Instruction
Copy out all of the data exactly as it appears.

==*==

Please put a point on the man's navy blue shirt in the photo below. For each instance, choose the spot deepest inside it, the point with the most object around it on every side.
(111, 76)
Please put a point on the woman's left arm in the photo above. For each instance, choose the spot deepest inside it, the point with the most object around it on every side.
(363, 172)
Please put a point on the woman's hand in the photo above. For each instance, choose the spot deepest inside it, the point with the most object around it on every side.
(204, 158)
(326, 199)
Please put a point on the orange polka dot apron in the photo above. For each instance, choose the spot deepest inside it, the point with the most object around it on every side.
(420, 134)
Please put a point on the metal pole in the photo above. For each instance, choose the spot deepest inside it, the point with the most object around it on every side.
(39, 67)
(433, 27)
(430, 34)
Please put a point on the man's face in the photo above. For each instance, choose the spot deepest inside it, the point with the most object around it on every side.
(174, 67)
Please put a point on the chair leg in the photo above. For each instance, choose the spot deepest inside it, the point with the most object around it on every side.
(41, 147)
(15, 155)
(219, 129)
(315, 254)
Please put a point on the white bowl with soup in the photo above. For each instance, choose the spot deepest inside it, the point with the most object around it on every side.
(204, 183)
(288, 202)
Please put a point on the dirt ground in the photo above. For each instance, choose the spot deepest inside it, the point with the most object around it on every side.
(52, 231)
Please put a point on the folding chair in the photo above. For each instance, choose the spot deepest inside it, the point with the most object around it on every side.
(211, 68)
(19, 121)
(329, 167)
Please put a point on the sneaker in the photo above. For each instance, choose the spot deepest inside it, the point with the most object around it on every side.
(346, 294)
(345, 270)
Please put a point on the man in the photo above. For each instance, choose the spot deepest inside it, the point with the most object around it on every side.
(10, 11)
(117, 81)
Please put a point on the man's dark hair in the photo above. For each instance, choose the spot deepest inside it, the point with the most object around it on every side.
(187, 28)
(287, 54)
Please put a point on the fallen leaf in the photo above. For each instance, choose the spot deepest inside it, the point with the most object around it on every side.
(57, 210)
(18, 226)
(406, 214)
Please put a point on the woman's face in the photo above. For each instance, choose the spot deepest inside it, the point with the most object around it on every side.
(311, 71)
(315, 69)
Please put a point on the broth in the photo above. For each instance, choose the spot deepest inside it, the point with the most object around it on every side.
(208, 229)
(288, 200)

==*==

Reply to the exercise
Please put a point on the man's navy blue shirt in the photo below. For each instance, choose the spot deepest inside it, the point with the most object around it on every side.
(111, 76)
Please put a point on the woman's left arm in the photo above. For each instance, choose the spot deepest inside it, the point with the most object around it on every side.
(363, 172)
Please put a point on the woman's hand in the photo above. For each instance, choose the spot deepest inside it, the point with the most object around it on every side.
(204, 158)
(326, 199)
Please put a point on the orange polka dot apron in the photo above. For each instance, choose the spot deepest inside it, the point with the most object around it on every side.
(420, 134)
Please put a point on the metal pole in the photo above. For each instance, choose the spot deepest inside it, the point with the most object around it on every side.
(39, 67)
(433, 27)
(430, 34)
Please put a point on the man's face in the photo above. For each instance, choose the spot deepest inside it, the point with the most object around it on every side.
(174, 67)
Please put a point on the chair leg in the photo above. For each instance, choose the spot deepest inside it, the point with the most object around it on every side.
(41, 147)
(15, 155)
(219, 129)
(315, 254)
Please put a point on the white bowl with soup in the photo above. For each instance, choose the spot deepest inside it, the point with the most object around it on every side.
(204, 183)
(288, 202)
Please put a point on the dirt ground in the photo above. For each instance, choose the spot deepest inside it, the point with the most object around it on every side.
(52, 231)
Please put a point on the folding chair in the photo above. For each instance, choose the spot deepest inside it, the point with the most object around it on every side.
(211, 68)
(19, 121)
(329, 167)
Please put a point on the sneaker in the photo above. For each instance, choose the spot deepest inside it, the point with the most object around it on every side.
(346, 294)
(345, 270)
Please put a point on the man in the photo above. For each instance, choose the spot deepest inside it, the point with the most object around it on every side.
(10, 11)
(117, 81)
Please put a point on the man's dark hair in the photo above. For each instance, choose the spot deepest inside it, the point with the most object around it on every side.
(187, 28)
(287, 54)
Please put a point on the fallen leaf in the photo above. For each instance, choose the spot deepest inside it, the point with the most object around it on every side.
(57, 210)
(18, 226)
(406, 214)
Please put a point on the woman's face in the photo above. For each instance, choose the spot deepest inside it, the point with the most object around it on every side.
(311, 71)
(315, 69)
Please put a point on the broth in the photo above. For each instance, choose the spot deepest inside it, the point with the most object around it on every side.
(208, 229)
(288, 200)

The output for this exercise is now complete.